* Begin Exercise data *

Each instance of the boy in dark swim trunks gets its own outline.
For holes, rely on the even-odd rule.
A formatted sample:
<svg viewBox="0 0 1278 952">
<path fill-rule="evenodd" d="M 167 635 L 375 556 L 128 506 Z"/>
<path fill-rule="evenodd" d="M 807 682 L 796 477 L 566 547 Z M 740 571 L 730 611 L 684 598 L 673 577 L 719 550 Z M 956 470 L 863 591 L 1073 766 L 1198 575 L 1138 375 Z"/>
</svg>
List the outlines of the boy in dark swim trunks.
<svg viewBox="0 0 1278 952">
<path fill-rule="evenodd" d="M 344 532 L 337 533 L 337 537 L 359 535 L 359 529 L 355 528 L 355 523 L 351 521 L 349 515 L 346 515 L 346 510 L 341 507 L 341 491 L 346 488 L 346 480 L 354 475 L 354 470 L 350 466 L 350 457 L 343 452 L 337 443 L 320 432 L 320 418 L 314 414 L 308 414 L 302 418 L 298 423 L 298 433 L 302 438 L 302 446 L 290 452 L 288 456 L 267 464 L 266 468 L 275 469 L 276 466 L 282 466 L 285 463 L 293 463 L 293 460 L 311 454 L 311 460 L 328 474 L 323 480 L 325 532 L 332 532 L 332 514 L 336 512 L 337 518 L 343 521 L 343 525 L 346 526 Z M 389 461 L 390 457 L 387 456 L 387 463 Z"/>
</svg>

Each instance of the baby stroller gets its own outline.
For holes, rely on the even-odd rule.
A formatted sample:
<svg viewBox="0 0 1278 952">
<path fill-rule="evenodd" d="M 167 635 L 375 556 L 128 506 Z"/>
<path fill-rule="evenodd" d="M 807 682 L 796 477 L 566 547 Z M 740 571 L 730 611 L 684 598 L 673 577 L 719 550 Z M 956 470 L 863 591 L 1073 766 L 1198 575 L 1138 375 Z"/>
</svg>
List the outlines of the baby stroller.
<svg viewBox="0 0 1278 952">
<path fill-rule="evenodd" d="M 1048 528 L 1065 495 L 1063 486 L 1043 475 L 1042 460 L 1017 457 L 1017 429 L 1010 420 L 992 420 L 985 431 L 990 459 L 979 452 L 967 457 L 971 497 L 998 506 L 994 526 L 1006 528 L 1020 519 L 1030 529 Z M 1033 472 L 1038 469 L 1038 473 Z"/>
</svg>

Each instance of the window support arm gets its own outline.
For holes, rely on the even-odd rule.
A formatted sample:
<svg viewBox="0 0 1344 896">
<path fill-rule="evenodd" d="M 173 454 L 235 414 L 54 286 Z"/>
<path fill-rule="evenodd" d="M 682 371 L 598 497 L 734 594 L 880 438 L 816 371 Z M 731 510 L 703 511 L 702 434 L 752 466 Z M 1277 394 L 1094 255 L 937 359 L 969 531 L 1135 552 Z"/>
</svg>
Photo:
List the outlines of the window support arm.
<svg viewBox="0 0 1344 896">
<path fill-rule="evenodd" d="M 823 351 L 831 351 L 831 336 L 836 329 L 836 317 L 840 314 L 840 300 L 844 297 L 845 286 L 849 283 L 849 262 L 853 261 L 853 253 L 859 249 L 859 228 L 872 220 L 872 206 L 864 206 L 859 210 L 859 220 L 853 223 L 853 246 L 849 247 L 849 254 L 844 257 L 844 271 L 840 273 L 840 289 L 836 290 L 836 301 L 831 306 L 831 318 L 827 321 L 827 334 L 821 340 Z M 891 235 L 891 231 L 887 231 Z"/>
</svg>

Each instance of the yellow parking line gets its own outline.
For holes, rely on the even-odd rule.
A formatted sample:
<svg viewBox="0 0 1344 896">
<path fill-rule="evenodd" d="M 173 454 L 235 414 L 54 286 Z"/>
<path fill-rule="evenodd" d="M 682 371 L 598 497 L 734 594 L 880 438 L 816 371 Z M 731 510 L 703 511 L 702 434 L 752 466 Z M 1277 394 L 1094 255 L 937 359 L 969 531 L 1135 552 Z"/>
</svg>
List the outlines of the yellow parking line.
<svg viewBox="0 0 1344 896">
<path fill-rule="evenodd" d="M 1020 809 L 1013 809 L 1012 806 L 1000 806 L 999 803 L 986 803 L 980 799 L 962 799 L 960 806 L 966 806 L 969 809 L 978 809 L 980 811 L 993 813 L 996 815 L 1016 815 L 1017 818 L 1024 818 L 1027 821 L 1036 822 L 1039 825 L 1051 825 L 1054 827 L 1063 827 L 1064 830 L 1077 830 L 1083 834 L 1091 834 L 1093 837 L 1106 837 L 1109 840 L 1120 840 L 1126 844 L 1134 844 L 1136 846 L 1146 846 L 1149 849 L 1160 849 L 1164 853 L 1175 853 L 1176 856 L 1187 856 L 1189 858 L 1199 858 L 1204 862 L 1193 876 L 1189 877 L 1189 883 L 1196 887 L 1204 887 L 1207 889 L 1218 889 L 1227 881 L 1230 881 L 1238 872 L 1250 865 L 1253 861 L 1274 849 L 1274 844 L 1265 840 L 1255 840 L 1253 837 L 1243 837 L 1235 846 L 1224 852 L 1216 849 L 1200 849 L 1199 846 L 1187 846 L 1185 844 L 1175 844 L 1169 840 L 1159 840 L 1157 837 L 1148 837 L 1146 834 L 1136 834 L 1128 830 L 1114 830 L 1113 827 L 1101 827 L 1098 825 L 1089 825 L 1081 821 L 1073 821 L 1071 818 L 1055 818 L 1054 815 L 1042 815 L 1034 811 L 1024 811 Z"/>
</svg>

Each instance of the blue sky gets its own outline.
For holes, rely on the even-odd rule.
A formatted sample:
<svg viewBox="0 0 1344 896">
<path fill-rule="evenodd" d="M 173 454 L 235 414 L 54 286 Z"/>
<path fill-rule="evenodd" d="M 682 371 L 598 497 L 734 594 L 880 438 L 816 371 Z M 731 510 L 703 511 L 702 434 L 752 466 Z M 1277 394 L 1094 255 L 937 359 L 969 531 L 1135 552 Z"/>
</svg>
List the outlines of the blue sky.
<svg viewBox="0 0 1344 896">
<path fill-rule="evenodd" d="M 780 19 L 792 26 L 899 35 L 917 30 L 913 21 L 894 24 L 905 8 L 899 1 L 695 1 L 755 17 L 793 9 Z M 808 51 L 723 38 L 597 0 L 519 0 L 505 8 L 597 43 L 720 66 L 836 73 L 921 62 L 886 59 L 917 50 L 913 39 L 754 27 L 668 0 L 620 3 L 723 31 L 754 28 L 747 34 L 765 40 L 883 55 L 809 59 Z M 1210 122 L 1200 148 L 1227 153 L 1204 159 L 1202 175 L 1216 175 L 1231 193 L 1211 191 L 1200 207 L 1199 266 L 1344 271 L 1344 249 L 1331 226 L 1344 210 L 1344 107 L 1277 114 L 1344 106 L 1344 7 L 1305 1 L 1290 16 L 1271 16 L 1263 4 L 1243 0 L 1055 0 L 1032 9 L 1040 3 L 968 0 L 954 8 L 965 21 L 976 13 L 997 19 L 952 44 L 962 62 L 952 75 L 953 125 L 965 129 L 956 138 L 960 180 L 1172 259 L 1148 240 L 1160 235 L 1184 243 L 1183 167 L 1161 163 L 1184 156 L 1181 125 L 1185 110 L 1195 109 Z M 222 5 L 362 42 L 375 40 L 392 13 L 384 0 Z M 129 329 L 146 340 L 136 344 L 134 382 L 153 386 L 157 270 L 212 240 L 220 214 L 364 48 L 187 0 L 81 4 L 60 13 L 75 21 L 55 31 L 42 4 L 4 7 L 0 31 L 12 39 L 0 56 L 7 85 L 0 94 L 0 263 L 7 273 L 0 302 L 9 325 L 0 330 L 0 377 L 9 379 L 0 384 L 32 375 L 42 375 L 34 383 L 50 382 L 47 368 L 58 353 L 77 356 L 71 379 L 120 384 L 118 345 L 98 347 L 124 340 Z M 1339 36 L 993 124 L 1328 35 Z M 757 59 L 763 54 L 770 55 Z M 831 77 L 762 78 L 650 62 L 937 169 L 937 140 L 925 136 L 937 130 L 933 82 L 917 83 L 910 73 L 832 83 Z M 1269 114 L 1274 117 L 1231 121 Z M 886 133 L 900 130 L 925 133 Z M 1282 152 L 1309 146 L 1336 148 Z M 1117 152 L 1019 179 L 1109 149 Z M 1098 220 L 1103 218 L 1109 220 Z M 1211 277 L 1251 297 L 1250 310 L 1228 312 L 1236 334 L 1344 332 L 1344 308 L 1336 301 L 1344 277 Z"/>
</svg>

* End Exercise data *

Work to do: Please retype everything above from the line containing "Each instance of the blue" down to the end of the records, keeping every line unchanged.

The output:
Each instance of the blue sky gets its own outline.
For holes, rely on the even-odd rule.
A formatted sample:
<svg viewBox="0 0 1344 896">
<path fill-rule="evenodd" d="M 173 454 L 235 414 L 54 286 Z"/>
<path fill-rule="evenodd" d="M 682 371 L 598 497 L 734 594 L 880 438 L 816 371 Z M 731 510 L 703 511 L 702 434 L 752 466 Z M 1277 394 L 1094 255 L 937 359 L 969 531 L 1135 552 Z"/>
</svg>
List the outlines of the blue sky.
<svg viewBox="0 0 1344 896">
<path fill-rule="evenodd" d="M 780 19 L 792 26 L 899 35 L 917 30 L 913 21 L 894 24 L 905 8 L 899 1 L 695 1 L 755 17 L 793 9 Z M 808 51 L 723 38 L 597 0 L 519 0 L 505 8 L 597 43 L 720 66 L 836 73 L 921 62 L 886 59 L 917 50 L 913 39 L 754 27 L 668 0 L 620 3 L 723 31 L 754 28 L 747 34 L 765 40 L 883 55 L 809 59 Z M 1210 122 L 1200 148 L 1227 153 L 1204 159 L 1202 175 L 1216 175 L 1231 193 L 1211 191 L 1200 207 L 1199 266 L 1344 271 L 1344 249 L 1331 226 L 1344 210 L 1344 107 L 1277 114 L 1344 106 L 1344 7 L 1305 1 L 1290 16 L 1271 16 L 1263 4 L 1243 0 L 1055 0 L 1032 9 L 1040 3 L 968 0 L 954 8 L 965 21 L 976 13 L 997 19 L 952 44 L 962 62 L 952 75 L 953 125 L 965 129 L 956 138 L 960 180 L 1172 259 L 1148 240 L 1160 235 L 1184 243 L 1183 167 L 1161 163 L 1184 156 L 1181 125 L 1185 110 L 1195 109 Z M 222 5 L 362 42 L 375 40 L 392 13 L 384 0 Z M 129 329 L 146 340 L 136 344 L 134 382 L 153 386 L 157 270 L 212 240 L 220 214 L 364 48 L 187 0 L 81 4 L 60 13 L 75 21 L 55 31 L 42 4 L 4 7 L 0 31 L 12 39 L 0 56 L 7 85 L 0 94 L 0 263 L 7 273 L 0 302 L 9 325 L 0 330 L 0 377 L 9 379 L 0 384 L 32 375 L 42 375 L 34 383 L 50 382 L 47 368 L 58 353 L 77 356 L 71 379 L 120 384 L 118 345 L 98 347 L 124 340 Z M 1339 36 L 993 124 L 1328 35 Z M 757 59 L 763 54 L 770 55 Z M 831 77 L 762 78 L 650 62 L 937 169 L 937 140 L 925 136 L 937 130 L 933 82 L 917 83 L 910 73 L 832 83 Z M 1269 114 L 1274 117 L 1231 121 Z M 886 133 L 900 130 L 925 133 Z M 1282 152 L 1309 146 L 1336 148 Z M 1117 152 L 1019 179 L 1109 149 Z M 1098 220 L 1103 218 L 1109 220 Z M 1211 277 L 1251 297 L 1250 310 L 1228 312 L 1236 334 L 1344 332 L 1344 308 L 1336 301 L 1344 277 Z"/>
</svg>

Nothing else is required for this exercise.